**Required work:**
1. According to the article on Baladna's dairy project in Algeria, what area will the farm cover?
2. Write the next few paragraphs of the article on Baladna's dairy project in Algeria, picking up after its final sentence.

**Selected extract:**

********

In Algeria, Baladna will set up a giant farm over an area of ​​100,000 hectares, to produce 200,000 tonnes of powdered milk per year, according to the Doha News site, which cites a source close to the matter. No deadline has been given for the completion of the project.

During his interview with two Algerian media on Saturday evening, President Abdelmadjid Tebboune announced the upcoming launch in Adrar of an Algerian-Qatari project aimed at installing a mega dairy farm in the south of the country. This ambitious program aims to achieve Algeria’s self-sufficiency in milk.

Imports of milk powder

According to Khaled Soualmia, director general of the National Interprofessional Office for Milk and Dairy Products (ONIL), imports of milk powder are significant.

In 2022, he confided to Echourouk: “175,000 tonnes of milk powder are distributed annually to produce subsidized milk”. He added that the bill for its imports is “estimated at around 600 million dollars”.

He also believed: “reducing the importation of milk powder requires the development of the milk sector”.

In mid-March, the Minister of Agriculture and Rural Development, Youssef Cherfa, indicated that “the agricultural services ensure that a study of all available agricultural areas is carried out to best respond to the demand for the Qatari part, particularly about the vast areas intended for projects of a strategic nature.”

On this occasion, he recalled that “the Qatari company had previously expressed its desire to invest in the agricultural sector, particularly in the milk sector and the breeding of dairy cows, and that as a result, an agreement was reached between the Algerian and Qatari parties to implement investment projects for the benefit of the company “Baladna” in Algeria in the field of dairy production. The project targets an annual production of 336 million liters of milk.

********

**Data excerpt:**
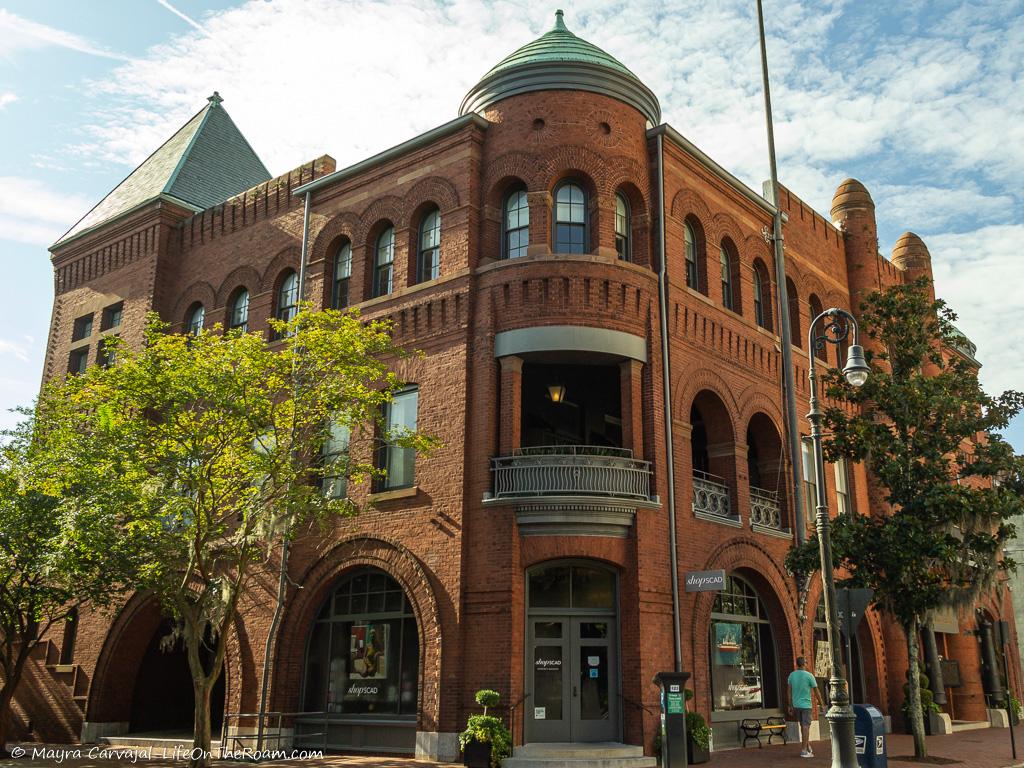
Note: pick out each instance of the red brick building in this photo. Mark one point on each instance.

********

**Per-task outputs:**
1. 100,000 hectares

2.
Qatar, alfalfa imports

The installation of a mega dairy farm in Qatar follows the conflict between it and its Gulf neighbors in 2017. The small gas emirate had to face an economic blockade.

In the days that followed, this country sent emissaries, notably to Turkey, to import food products by plane. Qatar then decided to create a mega-dairy farm from scratch to ensure local milk supplies. This is by calling on foreign experts (American, Dutch, and English). The first batches of cows were then imported by plane from the United States.

Today on an area of ​​several hundred hectares, the Baladna dairy has stables with a capacity of 20,000 dairy cows and a dairy allowing the bottling of milk and its distribution throughout the country.

As the country is arid, fodder is imported from Sudan where Qatar today has tens of thousands of hectares. The square bales of alfalfa are loaded into metal containers and then sent by boat to ports in Qatar. As for corn and soya, it is imported from the United States and Latin American countries.

The Baladna dairy is linked to the Hassad Food Fund founded in 2008. It has a capital of one billion dollars.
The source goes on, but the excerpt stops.